* **Texte extrait**
==*==

Nous avons rencontré Lucia, âgée d’environ 25 ans, dans la ville de Slovaquie où elle vit. Nous avions pris contact avec elle par l’intermédiaire d’amis, curieux d’en savoir plus sur les conditions de travail dans l’usine Foxconn de Nitra en Slovaquie. Lucia y avait travaillé pendant six ans avant d’être licenciée début 2012, avec des centaines d’autres travailleurs.

À la fin de sa scolarité, Lucia avait travaillé dans une usine en République Tchèque avant de rentrer en Slovaquie et de rejoindre l’usine Sony de Trnava en 2006. Elle resta dans l’entreprise lorsque fin 2007, l’usine fut transférée à Nitra, pour être ensuite reprise par Foxconn début 2010. L’usine produit des téléviseurs, consoles et cartes-mères Sony.

Au début, Lucia était employée chez Sony par le biais d’une agence d’intérim et vivait dans un dortoir à Trnava. Plus tard, elle fut embauchée en CDI chez Sony et son contrat fut maintenu par Foxconn. Elle commença à travailler à la production sur une chaîne de montage de téléviseurs Sony. Plus tard, elle travailla au contrôle de la qualité et tant que remplaçante/circulante.

L’usine

À Trnava, Sony employait 1500 travailleurs, nombre qui passa à 3000 à Nitra. Alors que Sony produisait 330 téléviseurs par jour à Trnava, à Nitra Foxconn en produisait 400, et ensuite de 550 à 900 par jour. Lucia a insisté sur le fait que la qualité des téléviseurs Foxconn est très inférieure.

Lorsque Foxconn reprit l’usine, il garda la plupart des ouvriers ; la technologie et le processus de production restèrent identiques. L’usine continua à produire des téléviseurs Sony, mais les patrons changèrent, et selon Lucia, la surveillance s’intensifia et les contrôles étaient fréquents. Avant les contrôles, les superviseurs faisaient fortement pression pour que tout soit propre et que l’on travaille dur.

Les ouvriers

Environ 50 % des ouvriers à Foxconn étaient salariés d’agences de travail temporaire et 50 % salariés de Foxconn, mais la plupart de ces derniers travaillaient en CDD. Les précaires employés par les agences travaillaient pour des périodes de plusieurs jours, plusieurs semaines ou plusieurs mois, avec des interruptions. Ils étaient logés dans des dortoirs, ce qui n’était pas le cas des ouvriers sous contrat. Seuls les chefs de chaîne et la maîtrise bénéficiaient d’une allocation logement de 100 euros ou plus.

Tous les travailleurs étaient slovaques, quelques-uns d’origine Rom, mais aucun n’était étranger. La plupart étaient jeunes, mais certains parmi ceux que Foxconn a repris étaient plus âgés, ils avaient jusqu’à 50 ans, et travaillaient dans l’usine depuis 15 ans.

==*==

* **Liste des consignes**
1. Résumez en deux phrases le texte sur l'usine Foxconn de Nitra.
2. Reprenez le texte sur l'usine Foxconn de Nitra à la suite de sa dernière phrase.

==*==

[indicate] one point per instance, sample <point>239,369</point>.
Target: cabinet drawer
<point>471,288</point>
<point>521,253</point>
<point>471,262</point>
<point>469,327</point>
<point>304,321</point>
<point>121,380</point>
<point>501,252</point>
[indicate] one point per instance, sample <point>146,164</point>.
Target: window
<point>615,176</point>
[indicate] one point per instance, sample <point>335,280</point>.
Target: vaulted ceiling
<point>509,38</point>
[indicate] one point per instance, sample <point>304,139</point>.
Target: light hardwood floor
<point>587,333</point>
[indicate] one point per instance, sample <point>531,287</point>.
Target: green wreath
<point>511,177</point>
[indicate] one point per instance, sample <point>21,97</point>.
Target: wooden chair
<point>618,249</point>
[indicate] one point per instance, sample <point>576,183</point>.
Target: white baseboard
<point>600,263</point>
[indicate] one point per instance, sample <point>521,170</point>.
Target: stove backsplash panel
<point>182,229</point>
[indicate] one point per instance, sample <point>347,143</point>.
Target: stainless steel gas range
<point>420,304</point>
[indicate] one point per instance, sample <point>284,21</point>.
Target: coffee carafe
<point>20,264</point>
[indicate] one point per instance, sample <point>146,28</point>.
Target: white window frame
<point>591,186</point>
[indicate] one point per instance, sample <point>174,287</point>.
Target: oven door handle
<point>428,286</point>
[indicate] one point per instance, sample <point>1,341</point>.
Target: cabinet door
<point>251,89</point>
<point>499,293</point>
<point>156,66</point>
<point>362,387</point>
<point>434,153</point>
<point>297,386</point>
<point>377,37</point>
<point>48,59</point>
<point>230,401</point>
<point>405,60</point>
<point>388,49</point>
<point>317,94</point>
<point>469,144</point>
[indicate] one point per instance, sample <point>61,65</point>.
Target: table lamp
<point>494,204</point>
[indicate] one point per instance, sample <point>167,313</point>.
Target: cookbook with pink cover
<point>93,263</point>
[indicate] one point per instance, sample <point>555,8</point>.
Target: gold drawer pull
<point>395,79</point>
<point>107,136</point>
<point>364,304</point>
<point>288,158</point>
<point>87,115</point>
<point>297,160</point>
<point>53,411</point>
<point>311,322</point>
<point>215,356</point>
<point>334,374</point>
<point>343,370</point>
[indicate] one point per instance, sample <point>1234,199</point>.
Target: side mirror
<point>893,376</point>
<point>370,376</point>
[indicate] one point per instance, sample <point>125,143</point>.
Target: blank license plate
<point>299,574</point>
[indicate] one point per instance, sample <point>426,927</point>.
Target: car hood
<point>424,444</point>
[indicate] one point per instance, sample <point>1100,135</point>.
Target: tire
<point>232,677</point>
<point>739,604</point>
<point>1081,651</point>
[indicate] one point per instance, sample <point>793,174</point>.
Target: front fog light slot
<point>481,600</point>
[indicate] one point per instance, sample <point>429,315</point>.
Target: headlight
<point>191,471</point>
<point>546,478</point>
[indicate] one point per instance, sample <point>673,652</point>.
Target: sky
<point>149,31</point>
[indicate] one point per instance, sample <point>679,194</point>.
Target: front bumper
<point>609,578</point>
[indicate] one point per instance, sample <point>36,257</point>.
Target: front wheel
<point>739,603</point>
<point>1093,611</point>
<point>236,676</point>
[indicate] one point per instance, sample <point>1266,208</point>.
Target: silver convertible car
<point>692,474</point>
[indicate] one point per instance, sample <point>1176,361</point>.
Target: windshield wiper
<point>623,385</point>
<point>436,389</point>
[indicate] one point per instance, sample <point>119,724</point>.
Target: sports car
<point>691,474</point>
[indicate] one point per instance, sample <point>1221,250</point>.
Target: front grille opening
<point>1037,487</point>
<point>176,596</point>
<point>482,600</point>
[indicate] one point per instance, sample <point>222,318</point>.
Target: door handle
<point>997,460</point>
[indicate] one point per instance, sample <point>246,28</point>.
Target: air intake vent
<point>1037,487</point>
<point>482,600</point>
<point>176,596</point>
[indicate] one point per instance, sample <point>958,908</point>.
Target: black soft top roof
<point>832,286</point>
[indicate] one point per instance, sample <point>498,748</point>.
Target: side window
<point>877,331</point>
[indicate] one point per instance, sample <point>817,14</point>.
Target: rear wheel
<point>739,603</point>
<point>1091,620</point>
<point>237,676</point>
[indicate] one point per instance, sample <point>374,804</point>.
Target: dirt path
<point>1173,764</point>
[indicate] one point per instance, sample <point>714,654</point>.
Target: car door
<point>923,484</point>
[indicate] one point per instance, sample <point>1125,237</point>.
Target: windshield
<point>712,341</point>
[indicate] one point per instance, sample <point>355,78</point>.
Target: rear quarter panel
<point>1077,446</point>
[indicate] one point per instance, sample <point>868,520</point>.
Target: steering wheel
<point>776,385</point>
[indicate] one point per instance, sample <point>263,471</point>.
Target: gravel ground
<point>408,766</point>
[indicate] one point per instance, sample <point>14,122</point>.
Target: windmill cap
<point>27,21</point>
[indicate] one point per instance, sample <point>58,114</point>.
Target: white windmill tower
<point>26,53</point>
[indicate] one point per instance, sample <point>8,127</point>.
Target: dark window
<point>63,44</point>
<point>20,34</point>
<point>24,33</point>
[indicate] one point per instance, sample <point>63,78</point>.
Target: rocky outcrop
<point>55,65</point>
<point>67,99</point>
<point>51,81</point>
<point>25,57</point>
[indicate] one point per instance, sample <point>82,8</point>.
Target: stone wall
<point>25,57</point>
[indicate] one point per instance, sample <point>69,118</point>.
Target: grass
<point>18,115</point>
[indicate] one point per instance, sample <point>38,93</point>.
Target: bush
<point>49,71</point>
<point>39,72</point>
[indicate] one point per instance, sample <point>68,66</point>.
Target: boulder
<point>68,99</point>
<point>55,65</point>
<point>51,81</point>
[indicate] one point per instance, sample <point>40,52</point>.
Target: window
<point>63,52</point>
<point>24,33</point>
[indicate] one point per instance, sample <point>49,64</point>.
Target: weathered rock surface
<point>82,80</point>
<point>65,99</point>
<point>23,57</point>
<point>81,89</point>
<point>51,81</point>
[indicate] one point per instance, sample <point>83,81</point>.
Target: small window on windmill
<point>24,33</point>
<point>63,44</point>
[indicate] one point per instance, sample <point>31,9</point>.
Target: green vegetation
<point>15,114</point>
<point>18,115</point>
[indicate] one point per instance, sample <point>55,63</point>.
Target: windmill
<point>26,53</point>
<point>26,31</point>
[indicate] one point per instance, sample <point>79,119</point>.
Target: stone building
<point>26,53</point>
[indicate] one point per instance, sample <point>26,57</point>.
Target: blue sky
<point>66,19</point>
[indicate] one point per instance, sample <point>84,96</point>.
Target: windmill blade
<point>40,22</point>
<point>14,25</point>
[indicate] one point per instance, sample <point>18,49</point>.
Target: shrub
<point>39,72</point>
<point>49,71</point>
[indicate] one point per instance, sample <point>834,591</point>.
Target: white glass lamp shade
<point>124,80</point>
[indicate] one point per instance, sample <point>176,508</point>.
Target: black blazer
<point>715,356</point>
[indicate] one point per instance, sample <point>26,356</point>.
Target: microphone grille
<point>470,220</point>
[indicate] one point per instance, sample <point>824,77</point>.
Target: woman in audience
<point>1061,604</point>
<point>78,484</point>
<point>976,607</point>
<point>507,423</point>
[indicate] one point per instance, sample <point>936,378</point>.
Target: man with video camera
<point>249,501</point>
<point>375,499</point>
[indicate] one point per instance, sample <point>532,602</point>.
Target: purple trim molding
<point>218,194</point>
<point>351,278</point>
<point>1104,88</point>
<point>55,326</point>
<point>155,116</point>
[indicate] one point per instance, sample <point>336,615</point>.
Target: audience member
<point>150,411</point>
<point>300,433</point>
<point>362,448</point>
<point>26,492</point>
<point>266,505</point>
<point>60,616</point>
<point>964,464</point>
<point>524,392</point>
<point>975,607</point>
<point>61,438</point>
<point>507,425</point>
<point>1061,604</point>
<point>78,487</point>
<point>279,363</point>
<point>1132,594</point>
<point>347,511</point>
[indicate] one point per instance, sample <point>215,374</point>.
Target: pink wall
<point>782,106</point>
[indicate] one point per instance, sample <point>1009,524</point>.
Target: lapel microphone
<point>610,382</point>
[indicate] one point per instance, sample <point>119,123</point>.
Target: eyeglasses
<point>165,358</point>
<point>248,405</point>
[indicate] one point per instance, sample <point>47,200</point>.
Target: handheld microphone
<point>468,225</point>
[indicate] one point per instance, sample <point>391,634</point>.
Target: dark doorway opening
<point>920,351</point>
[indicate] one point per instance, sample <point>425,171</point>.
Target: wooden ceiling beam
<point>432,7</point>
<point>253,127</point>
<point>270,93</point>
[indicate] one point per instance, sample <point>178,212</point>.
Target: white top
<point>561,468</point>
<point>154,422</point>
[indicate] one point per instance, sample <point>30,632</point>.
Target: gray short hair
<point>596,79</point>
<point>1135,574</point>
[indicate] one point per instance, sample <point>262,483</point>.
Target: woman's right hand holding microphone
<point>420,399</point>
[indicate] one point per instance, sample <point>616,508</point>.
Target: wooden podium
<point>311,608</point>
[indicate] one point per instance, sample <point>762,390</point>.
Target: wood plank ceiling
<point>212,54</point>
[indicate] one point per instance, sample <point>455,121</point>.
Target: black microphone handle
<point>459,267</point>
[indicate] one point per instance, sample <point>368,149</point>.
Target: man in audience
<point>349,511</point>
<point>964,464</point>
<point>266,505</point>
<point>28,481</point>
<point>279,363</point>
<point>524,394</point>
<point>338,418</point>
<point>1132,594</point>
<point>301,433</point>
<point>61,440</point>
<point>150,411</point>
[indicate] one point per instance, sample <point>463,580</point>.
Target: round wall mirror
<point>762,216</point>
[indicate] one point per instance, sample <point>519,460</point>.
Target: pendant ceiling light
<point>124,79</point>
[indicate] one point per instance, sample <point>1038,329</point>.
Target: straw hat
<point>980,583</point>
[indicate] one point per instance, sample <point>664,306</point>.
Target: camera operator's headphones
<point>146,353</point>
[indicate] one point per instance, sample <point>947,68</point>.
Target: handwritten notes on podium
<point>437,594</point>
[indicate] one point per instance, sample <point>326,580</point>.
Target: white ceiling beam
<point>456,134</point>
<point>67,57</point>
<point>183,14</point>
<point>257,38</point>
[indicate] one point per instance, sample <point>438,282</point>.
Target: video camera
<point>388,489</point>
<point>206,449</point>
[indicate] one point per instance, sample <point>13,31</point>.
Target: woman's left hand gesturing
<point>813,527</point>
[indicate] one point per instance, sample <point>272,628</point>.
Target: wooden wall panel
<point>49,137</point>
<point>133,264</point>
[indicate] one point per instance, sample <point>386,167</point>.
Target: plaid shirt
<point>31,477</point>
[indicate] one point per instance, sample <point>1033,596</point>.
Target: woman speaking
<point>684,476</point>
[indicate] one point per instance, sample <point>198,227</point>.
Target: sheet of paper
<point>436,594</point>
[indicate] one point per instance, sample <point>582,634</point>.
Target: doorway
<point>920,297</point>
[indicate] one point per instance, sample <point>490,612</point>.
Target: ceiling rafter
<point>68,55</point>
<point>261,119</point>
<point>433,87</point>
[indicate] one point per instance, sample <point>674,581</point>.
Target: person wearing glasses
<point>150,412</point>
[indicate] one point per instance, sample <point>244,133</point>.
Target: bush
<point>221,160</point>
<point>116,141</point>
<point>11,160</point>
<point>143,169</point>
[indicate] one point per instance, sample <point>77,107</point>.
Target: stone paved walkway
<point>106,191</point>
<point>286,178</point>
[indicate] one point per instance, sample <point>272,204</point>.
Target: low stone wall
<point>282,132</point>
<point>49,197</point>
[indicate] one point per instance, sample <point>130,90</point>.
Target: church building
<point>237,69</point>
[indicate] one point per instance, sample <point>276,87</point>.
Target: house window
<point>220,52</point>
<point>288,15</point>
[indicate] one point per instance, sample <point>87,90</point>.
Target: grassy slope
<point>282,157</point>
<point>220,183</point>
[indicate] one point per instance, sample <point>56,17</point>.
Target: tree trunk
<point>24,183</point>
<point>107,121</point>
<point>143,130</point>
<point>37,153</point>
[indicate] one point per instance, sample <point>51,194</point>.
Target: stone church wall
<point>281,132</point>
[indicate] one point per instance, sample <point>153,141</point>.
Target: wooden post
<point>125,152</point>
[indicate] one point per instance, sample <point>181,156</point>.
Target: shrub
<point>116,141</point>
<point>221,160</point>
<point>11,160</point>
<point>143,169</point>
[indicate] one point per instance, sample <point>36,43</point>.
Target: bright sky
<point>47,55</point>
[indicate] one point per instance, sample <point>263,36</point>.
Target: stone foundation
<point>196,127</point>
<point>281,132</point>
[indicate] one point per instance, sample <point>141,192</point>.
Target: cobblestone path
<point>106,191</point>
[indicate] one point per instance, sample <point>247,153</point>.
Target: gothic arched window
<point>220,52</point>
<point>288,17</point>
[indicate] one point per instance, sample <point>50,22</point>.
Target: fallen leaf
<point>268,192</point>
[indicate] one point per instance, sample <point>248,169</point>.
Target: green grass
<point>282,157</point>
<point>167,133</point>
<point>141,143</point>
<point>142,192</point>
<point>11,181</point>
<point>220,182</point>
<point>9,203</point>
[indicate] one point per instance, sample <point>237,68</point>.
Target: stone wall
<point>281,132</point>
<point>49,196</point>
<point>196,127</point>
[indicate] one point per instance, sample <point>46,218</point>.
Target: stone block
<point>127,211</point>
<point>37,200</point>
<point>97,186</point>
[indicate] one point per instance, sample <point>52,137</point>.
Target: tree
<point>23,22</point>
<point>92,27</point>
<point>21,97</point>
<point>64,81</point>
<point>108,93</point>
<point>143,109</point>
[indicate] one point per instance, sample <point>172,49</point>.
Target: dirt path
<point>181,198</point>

==*==

* **Réponses aux consignes**
1. Lucia a travaillé six ans dans l'usine de Nitra, en Slovaquie, avant d'être licenciée début 2012 ; elle y est restée lorsque Foxconn a repris l'usine à Sony début 2010, après quoi la production quotidienne a augmenté et la surveillance s'est intensifiée. Environ la moitié des ouvriers, tous slovaques et pour la plupart jeunes, étaient employés par des agences d'intérim et logés en dortoir, tandis que la plupart des salariés de Foxconn travaillaient en CDD.

2.
Lucia nous a dit que les relations entre les précaires et les ouvriers sous contrat étaient en général bonnes ; ils travaillaient ensemble sur les mêmes chaînes, mais sur certaines chaînes, il n’y avait que des précaires.

Les conditions de travail

Les salaires ne changèrent pas lors de la reprise de l’usine Sony par Foxconn. Chez Sony, Lucia touchait 500 euros par mois en tant qu’employée sous contrat, chez Foxconn, cette somme fut peu à peu rognée. Le bulletin de salaire était incompréhensible. Le salaire le plus élevé de Lucia était de 550 euros après déductions fiscales, mais la plupart du temps, il oscillait entre 330 et 450 euros. Les précaires gagnaient plus que les permanents, environ 600 euros par mois (soit entre 3 et 3,30 euros de l’heure, plus les heures supplémentaires).

L’usine a fonctionné d’abord par équipes du matin et de l’après-midi, et par équipes de nuit pour la production des cartes-mères. Il s’agissait d’équipes de 8 heures, avec des heures supplémentaires lorsqu’il fallait terminer des commandes. Il arrivait que l’équipe du matin doive travailler jusqu’à 18 heures, surtout pendant la saison haute après les vacances d’été, pour préparer les ventes de Noël.

Les employés sous contrat qui vivaient à Nitra ou dans d’autres villes étaient amenés à l’usine dans des cars de l’entreprise interdits aux précaires. Lucia devait se lever à 3 heures du matin, prendre le car à 4 heures et commencer à travailler à 6 heures. Elle rentrait chez elle vers 16 heures ; son trajet quotidien durait une heure et demie dans chaque sens.

Les objectifs de production étaient communiqués pendant l’assemblée du matin. Ensuite les ouvriers devaient lire le planning à leur poste de travail ; des écrans affichaient le nombre d’unités produites et la différence avec les objectifs de production (rouge signifiait en-deçà des objectifs, vert au-delà). S’il restait une commande à terminer, ils devaient continuer à travailler, mais si ce n’était pas si urgent, une autre chaîne s’en chargeait, ou bien ils terminaient le lendemain.

Lucia a ajouté que depuis 2010, il n’y avait plus qu’une équipe du matin aux horaires prolongés en raison de l’insuffisance de commandes. Alors qu’auparavant, à l’époque où les commandes affluaient, ils travaillaient pendant la semaine et en heures supplémentaires le samedi, avec un congé le dimanche, à la suite de ces changements, il n’y eut plus de travail le samedi.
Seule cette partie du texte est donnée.